**Recorded information**

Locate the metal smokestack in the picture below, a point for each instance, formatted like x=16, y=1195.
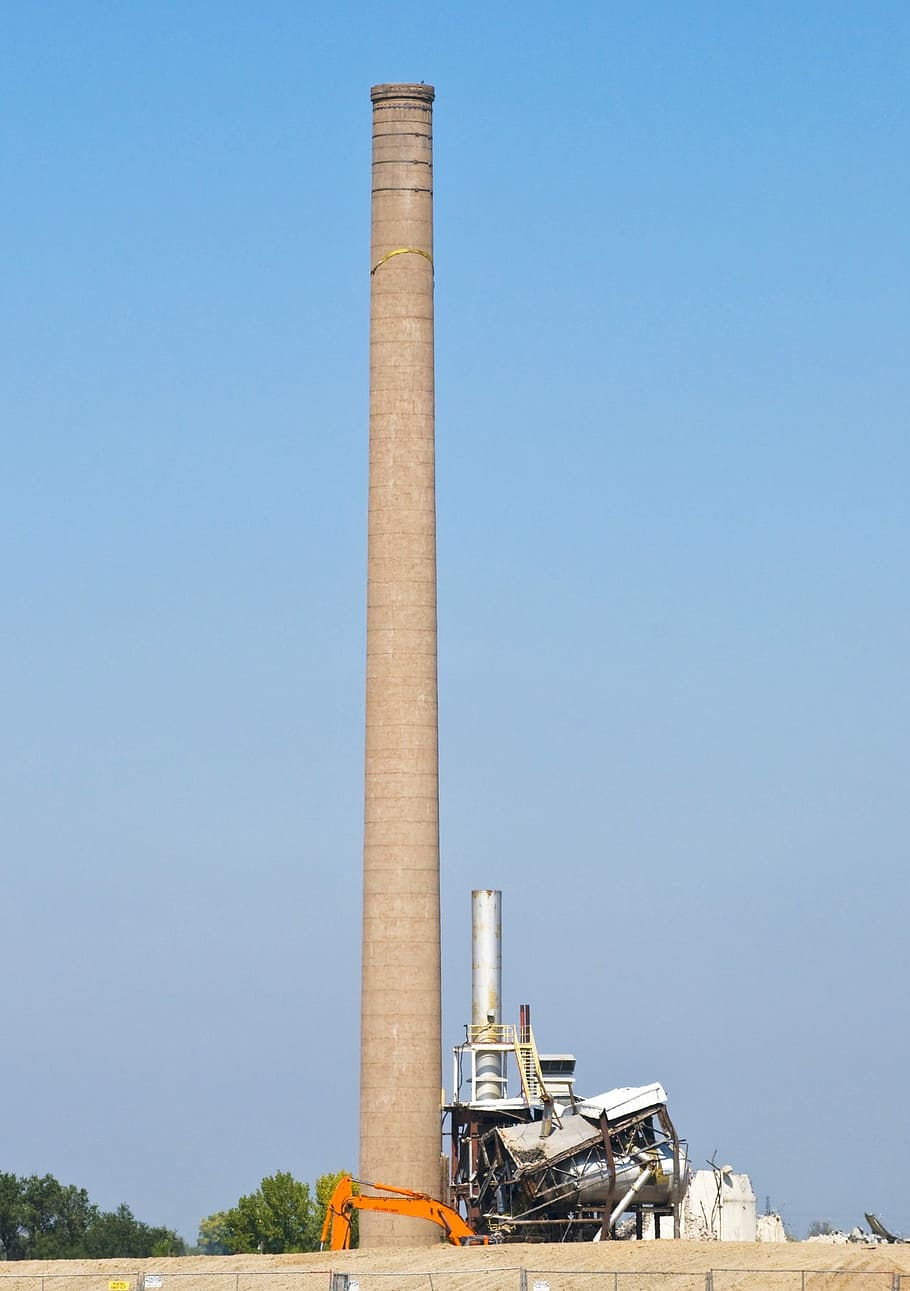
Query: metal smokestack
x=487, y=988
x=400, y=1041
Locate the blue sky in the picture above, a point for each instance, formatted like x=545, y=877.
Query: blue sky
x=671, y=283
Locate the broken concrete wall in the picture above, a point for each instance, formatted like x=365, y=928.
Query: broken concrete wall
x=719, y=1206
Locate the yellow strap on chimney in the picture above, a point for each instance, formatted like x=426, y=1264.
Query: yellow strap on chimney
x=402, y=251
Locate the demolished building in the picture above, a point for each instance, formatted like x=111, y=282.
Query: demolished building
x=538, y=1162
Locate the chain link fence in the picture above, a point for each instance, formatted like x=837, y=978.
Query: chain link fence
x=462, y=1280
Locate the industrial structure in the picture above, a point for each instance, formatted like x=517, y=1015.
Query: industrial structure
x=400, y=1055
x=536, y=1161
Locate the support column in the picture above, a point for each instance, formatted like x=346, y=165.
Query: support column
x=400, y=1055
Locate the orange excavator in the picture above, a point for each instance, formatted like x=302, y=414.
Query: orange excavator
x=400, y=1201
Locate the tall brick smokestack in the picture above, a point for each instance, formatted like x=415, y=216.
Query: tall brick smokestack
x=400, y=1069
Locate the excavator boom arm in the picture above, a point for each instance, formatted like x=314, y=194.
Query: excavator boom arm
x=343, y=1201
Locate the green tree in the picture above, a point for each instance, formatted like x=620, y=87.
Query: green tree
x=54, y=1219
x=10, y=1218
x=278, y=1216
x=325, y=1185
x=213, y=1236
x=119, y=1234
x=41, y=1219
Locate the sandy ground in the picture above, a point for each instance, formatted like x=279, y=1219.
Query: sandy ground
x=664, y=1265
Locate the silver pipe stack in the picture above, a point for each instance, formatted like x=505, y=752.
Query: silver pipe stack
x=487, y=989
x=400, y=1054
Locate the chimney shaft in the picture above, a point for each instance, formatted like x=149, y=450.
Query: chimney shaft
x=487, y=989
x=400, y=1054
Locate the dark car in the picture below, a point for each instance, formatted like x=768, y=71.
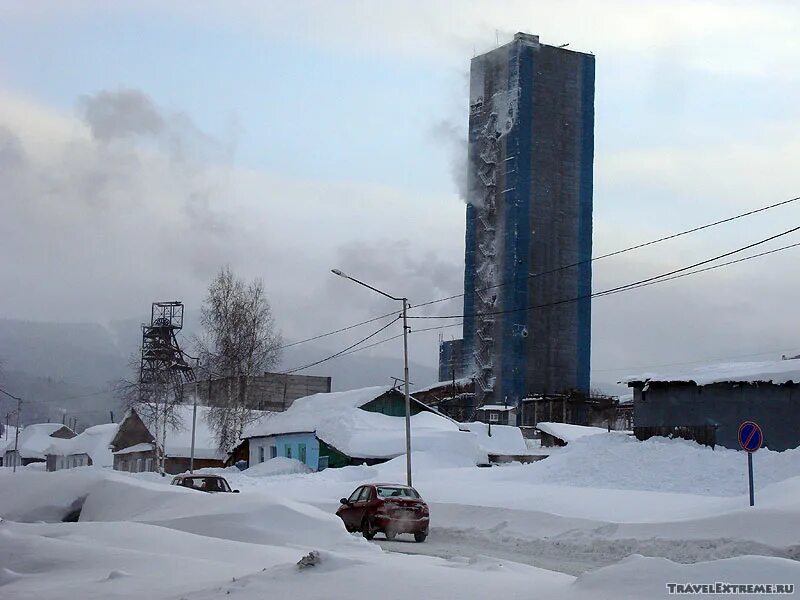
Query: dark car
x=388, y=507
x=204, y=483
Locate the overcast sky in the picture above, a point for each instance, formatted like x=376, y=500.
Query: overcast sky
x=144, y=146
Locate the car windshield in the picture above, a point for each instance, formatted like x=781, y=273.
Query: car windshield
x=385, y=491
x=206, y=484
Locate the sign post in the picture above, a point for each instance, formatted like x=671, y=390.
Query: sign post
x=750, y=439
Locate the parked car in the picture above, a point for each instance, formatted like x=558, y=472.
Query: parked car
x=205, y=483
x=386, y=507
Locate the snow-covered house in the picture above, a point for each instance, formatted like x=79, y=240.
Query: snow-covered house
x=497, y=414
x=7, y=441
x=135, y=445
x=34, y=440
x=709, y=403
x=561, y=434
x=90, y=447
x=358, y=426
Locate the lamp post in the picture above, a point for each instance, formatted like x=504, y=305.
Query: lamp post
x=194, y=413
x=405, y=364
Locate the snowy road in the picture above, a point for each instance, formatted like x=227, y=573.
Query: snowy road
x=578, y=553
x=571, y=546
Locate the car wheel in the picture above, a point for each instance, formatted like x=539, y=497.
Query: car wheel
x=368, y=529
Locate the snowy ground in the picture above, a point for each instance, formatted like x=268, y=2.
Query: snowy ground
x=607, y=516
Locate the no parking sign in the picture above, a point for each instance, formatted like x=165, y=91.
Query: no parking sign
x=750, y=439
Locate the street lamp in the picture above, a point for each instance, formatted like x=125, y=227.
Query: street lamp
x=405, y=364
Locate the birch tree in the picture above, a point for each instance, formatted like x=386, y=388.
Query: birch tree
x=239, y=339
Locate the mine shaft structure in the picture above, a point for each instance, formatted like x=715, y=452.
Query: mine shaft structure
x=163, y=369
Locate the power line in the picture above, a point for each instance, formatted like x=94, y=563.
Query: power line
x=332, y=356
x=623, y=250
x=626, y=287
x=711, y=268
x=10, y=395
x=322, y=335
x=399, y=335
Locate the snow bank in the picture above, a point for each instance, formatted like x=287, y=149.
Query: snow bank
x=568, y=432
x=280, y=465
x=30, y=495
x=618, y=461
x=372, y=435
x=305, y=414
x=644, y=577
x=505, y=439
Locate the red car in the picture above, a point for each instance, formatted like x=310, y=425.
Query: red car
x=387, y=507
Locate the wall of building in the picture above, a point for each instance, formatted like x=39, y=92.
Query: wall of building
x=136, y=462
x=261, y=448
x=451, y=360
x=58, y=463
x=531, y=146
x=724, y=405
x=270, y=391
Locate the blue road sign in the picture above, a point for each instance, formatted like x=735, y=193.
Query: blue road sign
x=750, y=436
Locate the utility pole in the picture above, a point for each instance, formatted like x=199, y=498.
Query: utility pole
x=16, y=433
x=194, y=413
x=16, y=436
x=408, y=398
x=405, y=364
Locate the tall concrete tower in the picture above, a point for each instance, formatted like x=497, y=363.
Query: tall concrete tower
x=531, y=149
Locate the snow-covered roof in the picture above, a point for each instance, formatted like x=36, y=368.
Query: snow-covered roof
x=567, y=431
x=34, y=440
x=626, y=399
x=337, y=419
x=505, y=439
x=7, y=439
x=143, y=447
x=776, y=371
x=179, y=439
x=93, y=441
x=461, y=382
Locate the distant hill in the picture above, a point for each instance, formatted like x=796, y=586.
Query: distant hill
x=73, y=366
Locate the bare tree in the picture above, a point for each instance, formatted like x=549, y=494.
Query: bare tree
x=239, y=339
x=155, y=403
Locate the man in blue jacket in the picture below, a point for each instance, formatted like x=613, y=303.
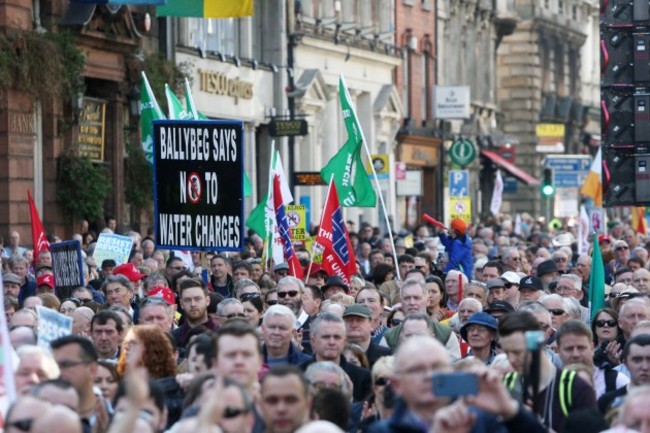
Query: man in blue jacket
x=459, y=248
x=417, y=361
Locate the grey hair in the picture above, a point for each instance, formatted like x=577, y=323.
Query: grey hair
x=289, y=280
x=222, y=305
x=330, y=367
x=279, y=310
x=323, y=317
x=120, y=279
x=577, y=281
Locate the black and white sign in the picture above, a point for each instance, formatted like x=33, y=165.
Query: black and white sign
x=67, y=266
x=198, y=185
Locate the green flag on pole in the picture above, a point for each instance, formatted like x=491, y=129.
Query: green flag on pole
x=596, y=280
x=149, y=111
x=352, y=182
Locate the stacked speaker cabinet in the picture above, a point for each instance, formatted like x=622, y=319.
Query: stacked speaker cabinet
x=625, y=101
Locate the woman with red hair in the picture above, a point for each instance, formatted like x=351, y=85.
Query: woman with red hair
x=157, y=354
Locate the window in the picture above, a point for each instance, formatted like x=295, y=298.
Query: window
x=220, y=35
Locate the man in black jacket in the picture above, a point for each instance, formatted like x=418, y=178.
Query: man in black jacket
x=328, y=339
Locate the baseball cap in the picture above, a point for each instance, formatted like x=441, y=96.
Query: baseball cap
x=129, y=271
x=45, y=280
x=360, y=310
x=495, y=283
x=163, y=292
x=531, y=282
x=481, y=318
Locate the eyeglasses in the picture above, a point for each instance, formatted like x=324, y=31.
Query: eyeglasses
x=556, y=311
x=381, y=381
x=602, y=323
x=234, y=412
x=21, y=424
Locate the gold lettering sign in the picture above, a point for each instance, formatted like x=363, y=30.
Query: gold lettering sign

**Task instructions**
Reproduce the lines above, from the very first one through the line containing "x=719, y=1206", with both ends included. Leave the pictures out of your copy.

**Task response**
Locate the metal smokestack in the picture below, a point for each instance, formatted like x=16, y=1195.
Query: metal smokestack
x=487, y=988
x=400, y=1041
Locate the blue sky in the picture above, a point for each instance, formatted like x=545, y=877.
Query: blue sky
x=671, y=283
Locate the broken concrete wall in the picture above, a point for each instance, formatted like x=365, y=928.
Query: broken concrete wall
x=719, y=1206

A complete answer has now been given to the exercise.